For the word "coat", find each line in the entries where it occurs and copy that line.

╔══

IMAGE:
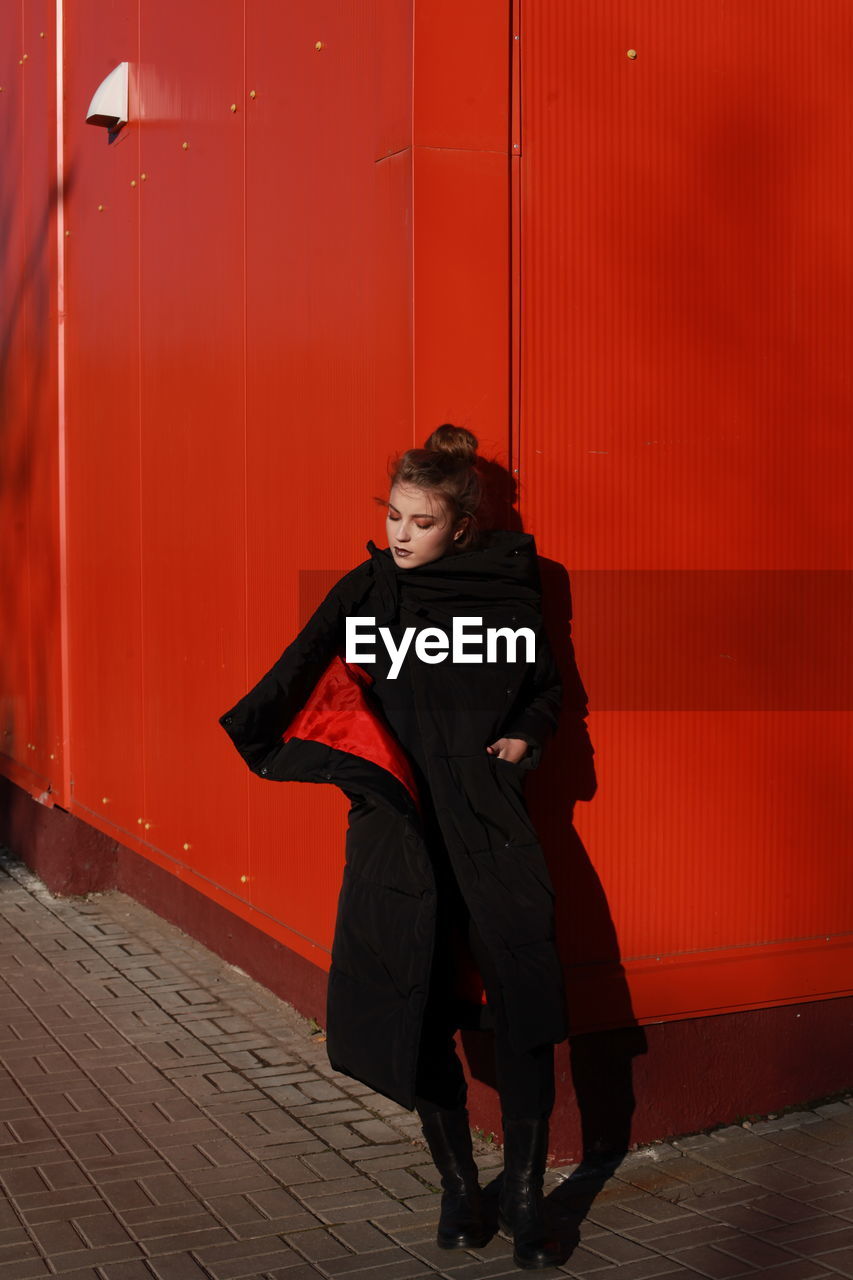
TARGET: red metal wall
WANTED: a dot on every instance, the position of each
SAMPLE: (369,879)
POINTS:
(31,689)
(240,268)
(629,277)
(685,452)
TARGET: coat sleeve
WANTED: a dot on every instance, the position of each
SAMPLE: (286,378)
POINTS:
(537,709)
(256,722)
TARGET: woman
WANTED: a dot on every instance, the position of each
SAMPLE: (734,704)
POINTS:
(430,745)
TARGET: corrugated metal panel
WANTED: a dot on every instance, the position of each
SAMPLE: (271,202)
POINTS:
(685,320)
(240,337)
(328,378)
(103,429)
(31,717)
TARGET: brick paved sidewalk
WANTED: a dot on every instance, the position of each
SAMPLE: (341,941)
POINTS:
(165,1116)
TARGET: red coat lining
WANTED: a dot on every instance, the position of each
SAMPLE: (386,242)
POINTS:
(338,716)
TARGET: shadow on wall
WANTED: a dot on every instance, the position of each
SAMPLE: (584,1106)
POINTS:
(30,568)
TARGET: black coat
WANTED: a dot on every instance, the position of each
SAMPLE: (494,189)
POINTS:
(311,718)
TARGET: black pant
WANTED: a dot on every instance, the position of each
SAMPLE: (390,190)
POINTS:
(525,1080)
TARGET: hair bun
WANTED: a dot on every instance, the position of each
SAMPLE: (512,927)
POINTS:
(455,440)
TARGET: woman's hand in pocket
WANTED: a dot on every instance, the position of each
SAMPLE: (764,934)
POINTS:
(511,749)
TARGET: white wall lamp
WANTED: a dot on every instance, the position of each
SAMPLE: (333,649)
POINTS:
(109,101)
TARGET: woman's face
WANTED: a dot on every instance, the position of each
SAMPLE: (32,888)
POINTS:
(418,525)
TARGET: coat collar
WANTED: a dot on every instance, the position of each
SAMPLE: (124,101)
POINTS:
(505,568)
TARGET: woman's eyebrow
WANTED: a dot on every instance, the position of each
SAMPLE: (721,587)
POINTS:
(419,515)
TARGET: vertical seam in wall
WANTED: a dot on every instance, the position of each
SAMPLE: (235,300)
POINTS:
(138,400)
(413,307)
(245,233)
(64,640)
(515,251)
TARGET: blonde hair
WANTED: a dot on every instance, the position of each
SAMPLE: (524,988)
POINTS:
(446,466)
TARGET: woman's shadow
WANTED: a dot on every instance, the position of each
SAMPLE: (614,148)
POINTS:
(605,1036)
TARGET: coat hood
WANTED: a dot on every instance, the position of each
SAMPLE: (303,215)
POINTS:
(503,570)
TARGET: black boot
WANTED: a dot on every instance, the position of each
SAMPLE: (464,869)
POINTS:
(448,1137)
(521,1203)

╚══

• **REPLY TO THE EXERCISE**
TARGET: coat sleeve
TARGET: red coat lining
TARGET: black coat
TARGET: coat collar
TARGET: coat hood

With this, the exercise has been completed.